_MATERIAL FOR THE TASK_:
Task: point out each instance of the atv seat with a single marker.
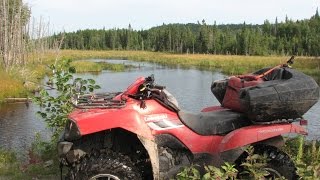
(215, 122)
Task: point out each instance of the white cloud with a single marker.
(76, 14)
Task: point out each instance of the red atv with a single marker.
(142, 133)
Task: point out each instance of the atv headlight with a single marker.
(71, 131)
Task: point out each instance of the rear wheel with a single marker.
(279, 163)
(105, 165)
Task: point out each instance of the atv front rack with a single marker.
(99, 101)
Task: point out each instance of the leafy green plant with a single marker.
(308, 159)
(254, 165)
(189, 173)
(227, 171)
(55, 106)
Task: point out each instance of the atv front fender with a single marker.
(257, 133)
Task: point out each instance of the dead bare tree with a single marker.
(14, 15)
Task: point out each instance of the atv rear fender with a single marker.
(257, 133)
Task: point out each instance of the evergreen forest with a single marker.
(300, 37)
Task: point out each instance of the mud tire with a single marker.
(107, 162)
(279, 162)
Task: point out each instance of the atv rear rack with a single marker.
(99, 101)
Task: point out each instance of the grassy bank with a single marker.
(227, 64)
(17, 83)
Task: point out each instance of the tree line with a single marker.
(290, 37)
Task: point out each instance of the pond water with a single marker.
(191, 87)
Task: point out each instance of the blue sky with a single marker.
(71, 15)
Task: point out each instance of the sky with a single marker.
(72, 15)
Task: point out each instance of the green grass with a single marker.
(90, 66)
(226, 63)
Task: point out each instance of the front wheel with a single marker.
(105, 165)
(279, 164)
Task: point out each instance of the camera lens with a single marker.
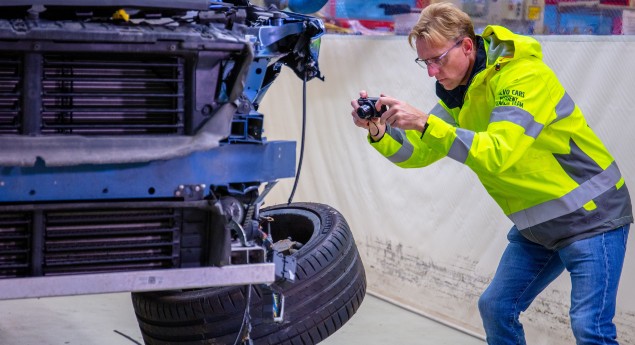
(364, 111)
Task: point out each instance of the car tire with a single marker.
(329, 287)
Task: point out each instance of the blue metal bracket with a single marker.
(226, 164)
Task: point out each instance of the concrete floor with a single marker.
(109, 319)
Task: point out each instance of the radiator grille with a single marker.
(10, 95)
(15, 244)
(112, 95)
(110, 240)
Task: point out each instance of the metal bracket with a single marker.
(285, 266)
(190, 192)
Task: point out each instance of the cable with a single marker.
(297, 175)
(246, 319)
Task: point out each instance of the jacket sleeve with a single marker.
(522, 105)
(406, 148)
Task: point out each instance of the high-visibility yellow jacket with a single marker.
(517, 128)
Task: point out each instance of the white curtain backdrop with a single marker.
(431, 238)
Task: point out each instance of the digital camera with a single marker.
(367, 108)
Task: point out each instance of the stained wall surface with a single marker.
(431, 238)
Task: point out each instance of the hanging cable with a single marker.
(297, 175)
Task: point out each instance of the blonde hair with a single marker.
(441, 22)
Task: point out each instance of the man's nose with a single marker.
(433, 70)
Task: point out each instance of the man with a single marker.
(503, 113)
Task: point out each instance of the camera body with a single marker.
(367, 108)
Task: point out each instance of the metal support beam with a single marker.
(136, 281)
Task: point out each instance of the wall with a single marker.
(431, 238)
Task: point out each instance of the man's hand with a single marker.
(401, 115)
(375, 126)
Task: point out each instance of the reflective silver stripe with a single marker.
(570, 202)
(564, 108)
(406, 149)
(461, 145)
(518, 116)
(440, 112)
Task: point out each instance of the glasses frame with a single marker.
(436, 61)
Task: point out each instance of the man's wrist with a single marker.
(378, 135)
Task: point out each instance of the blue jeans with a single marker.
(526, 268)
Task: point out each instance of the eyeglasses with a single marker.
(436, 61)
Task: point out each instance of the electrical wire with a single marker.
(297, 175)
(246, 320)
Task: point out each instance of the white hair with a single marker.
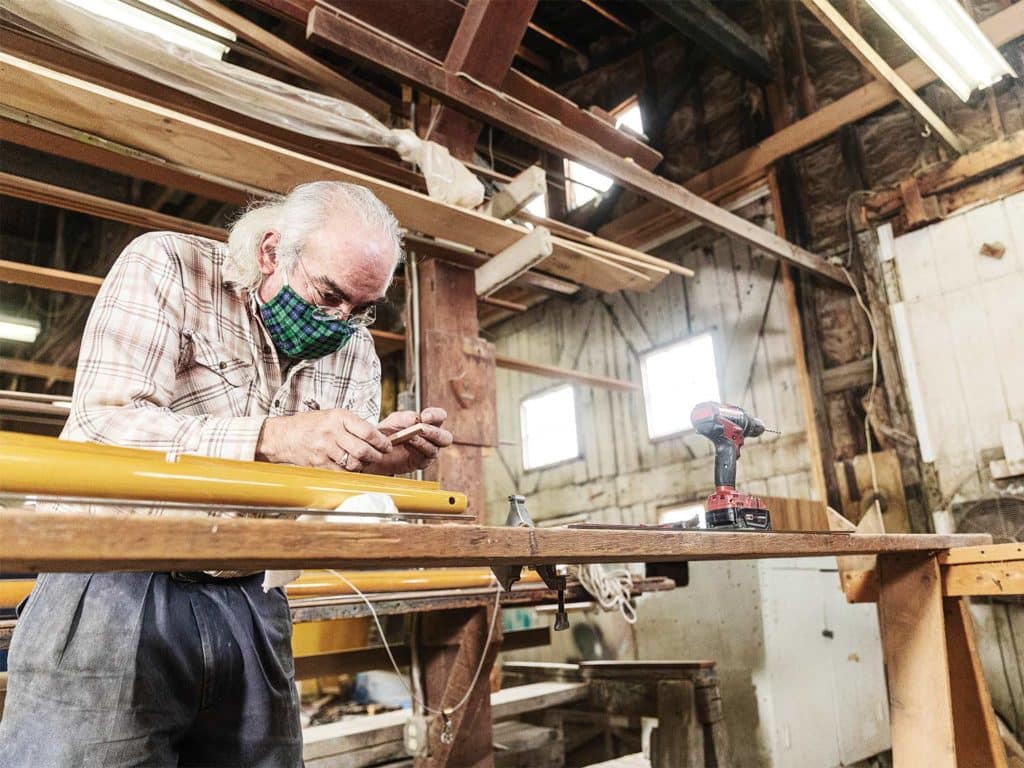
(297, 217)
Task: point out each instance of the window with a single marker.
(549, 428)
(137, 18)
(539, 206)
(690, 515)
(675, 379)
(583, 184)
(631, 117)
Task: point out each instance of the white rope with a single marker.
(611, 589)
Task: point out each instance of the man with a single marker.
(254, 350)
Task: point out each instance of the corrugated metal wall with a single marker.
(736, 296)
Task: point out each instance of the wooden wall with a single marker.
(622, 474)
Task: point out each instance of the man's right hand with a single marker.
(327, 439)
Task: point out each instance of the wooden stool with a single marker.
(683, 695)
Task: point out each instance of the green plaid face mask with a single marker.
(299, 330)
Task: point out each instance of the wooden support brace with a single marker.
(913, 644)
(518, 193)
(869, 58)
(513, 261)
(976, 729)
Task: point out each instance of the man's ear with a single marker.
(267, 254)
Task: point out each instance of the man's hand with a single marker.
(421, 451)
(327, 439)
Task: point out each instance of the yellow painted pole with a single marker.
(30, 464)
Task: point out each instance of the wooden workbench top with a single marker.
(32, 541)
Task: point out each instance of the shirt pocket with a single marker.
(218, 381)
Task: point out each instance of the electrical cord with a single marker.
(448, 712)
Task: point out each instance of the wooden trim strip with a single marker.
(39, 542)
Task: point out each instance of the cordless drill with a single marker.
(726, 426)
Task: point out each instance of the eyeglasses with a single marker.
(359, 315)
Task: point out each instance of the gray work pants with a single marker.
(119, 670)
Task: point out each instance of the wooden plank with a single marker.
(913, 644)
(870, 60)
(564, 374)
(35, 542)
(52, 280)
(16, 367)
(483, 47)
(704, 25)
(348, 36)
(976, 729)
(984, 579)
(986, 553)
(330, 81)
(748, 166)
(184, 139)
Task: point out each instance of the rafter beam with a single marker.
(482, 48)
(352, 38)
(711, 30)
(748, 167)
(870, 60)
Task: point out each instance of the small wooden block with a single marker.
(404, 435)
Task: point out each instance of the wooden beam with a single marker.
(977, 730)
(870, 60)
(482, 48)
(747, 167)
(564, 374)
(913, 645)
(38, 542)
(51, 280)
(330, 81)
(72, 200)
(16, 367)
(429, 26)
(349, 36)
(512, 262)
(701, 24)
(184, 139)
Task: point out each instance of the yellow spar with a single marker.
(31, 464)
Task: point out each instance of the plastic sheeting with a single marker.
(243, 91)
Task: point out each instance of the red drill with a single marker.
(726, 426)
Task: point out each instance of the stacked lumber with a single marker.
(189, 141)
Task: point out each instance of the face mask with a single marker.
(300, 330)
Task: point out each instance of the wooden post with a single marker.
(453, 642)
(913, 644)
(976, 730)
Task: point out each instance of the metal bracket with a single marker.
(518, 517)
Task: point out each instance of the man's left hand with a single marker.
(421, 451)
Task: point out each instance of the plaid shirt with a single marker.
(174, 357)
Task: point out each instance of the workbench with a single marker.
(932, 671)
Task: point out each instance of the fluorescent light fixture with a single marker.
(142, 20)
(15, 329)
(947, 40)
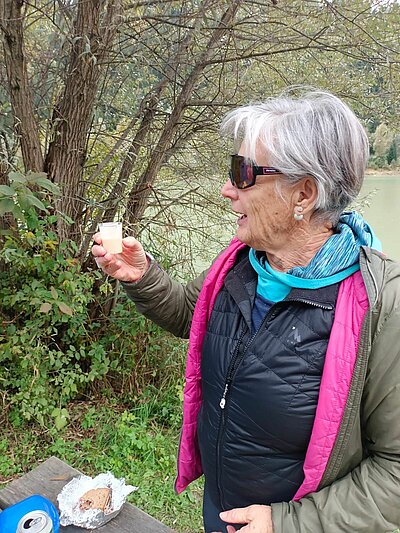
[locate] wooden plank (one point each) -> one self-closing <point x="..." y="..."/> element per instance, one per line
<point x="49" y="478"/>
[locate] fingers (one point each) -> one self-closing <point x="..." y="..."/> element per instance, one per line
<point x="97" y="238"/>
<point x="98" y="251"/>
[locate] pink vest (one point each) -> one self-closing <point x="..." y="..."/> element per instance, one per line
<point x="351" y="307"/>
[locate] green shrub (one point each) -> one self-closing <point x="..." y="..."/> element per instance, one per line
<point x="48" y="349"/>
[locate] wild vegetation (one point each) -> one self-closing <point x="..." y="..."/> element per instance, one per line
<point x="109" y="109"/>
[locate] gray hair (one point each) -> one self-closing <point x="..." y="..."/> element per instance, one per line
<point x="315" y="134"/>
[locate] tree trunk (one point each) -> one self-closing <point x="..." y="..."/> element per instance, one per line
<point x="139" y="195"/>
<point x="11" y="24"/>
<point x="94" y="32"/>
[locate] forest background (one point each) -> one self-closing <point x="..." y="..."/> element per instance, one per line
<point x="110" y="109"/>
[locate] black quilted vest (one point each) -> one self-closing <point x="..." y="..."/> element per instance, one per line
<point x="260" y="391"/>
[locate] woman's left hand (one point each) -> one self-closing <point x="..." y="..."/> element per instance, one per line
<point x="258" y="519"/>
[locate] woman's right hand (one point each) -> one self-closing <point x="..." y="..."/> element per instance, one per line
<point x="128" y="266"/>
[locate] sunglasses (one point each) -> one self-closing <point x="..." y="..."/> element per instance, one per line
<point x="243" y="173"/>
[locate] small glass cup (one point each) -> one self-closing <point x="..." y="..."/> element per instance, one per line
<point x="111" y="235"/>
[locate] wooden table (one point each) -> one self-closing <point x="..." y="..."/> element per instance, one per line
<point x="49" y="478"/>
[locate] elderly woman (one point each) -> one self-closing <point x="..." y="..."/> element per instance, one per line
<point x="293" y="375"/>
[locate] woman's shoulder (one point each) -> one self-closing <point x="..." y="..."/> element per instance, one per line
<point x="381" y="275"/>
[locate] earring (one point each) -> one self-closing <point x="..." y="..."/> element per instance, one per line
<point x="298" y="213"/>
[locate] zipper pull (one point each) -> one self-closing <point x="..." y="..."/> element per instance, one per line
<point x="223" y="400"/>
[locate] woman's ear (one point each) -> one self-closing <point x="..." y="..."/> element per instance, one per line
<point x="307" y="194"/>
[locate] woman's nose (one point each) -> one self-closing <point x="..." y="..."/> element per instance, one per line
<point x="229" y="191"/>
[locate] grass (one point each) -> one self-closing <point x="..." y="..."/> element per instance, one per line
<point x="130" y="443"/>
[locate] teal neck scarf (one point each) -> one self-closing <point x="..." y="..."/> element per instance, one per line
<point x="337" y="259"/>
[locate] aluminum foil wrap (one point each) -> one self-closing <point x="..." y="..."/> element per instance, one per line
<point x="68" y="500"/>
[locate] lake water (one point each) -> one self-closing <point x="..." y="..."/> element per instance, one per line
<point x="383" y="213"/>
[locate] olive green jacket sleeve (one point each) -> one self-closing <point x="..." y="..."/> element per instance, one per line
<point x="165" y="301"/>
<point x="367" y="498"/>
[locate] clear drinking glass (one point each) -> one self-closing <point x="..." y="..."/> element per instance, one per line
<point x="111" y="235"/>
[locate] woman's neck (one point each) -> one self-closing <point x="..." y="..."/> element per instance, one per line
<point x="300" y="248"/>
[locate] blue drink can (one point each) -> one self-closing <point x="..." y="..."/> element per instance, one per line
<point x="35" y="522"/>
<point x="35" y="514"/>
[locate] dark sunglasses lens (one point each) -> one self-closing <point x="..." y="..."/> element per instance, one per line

_EXERCISE OBJECTIVE_:
In the entries above, find the line containing "[locate] olive green". Set down that line and every line after it through the last one, exactly and alone.

_THE RESULT_:
[locate] olive green jacket sleeve (one point each) -> one self-closing <point x="..." y="..."/> element per instance, one per line
<point x="165" y="301"/>
<point x="367" y="498"/>
[locate] clear drinking glass (one point each) -> one self-closing <point x="..." y="..."/> element per instance, one per line
<point x="111" y="235"/>
[locate] woman's neck (one point each) -> one self-closing <point x="..." y="..."/> element per instance, one per line
<point x="300" y="248"/>
[locate] blue drink can (one point each) -> one self-closing <point x="..." y="..."/> element per instance, one per line
<point x="35" y="522"/>
<point x="35" y="514"/>
[locate] dark sunglasses lens (one point each) -> one self-closing <point x="..." y="..."/> element per instance, one per line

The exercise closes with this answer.